-- Text shown follows --
High Dimensional Data Analysis


Modern high throughput technologies easily generate data on thousands of variables; e.g. health care data, genomics, chemometrics, environmental monitoring, web logs, movie ratings, … 

Conventional statistical methods are no longer suited for effectively analysing such high-dimensional data.  Multivariate statistical methods may be used, but for often the dimensionality of the data set is much larger than the number of (biological) samples. Modern advances in statistical data analyses allow for the appropriate analysis of such data.

Methods for the analysis of high dimensional data rely heavily on multivariate statistical methods. Therefore a large part of the course content is devoted to multivariate methods, but with a focus on high dimensional settings and issues.

Multivariate statistical analysis covers many methods. In this course a selection of techniques is covered based on our experience that they are frequently used in industry and research institutes.

The course is taught using case studies with applications from different fields (analytical chemistry, ecology, biotechnology, genomics, …).
-- Text shown concluded --
-- Excerpted data follows --
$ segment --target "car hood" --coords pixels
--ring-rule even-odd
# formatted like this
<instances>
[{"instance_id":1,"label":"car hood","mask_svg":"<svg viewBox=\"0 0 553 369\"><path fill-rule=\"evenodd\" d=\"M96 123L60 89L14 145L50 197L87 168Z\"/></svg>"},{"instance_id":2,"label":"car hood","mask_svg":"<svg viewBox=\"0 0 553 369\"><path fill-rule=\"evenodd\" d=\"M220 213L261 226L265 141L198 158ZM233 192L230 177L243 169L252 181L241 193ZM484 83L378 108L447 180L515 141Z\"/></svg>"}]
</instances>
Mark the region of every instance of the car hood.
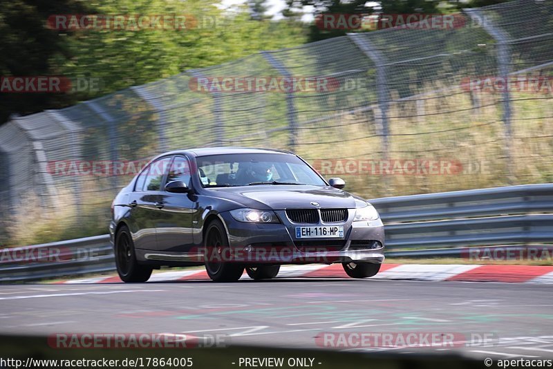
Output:
<instances>
[{"instance_id":1,"label":"car hood","mask_svg":"<svg viewBox=\"0 0 553 369\"><path fill-rule=\"evenodd\" d=\"M353 209L366 205L362 198L331 187L260 184L223 187L216 192L218 196L247 207L259 208L263 204L274 210L312 208L312 202L319 203L321 208Z\"/></svg>"}]
</instances>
-- Excerpted data concluded --
### Prompt 1
How is the course in the high-dimensional data analysis description taught?
### Prompt 2
Copy word for word the part of the high-dimensional data analysis description that begins at the words "High Dimensional Data Analysis" and stops after "of such data.".
The material after the course description comes from a different source.

### Task response 1
It is taught using case studies with applications from different fields, such as analytical chemistry, ecology, biotechnology and genomics.

### Task response 2
High Dimensional Data Analysis


Modern high throughput technologies easily generate data on thousands of variables; e.g. health care data, genomics, chemometrics, environmental monitoring, web logs, movie ratings, … 

Conventional statistical methods are no longer suited for effectively analysing such high-dimensional data.  Multivariate statistical methods may be used, but for often the dimensionality of the data set is much larger than the number of (biological) samples. Modern advances in statistical data analyses allow for the appropriate analysis of such data.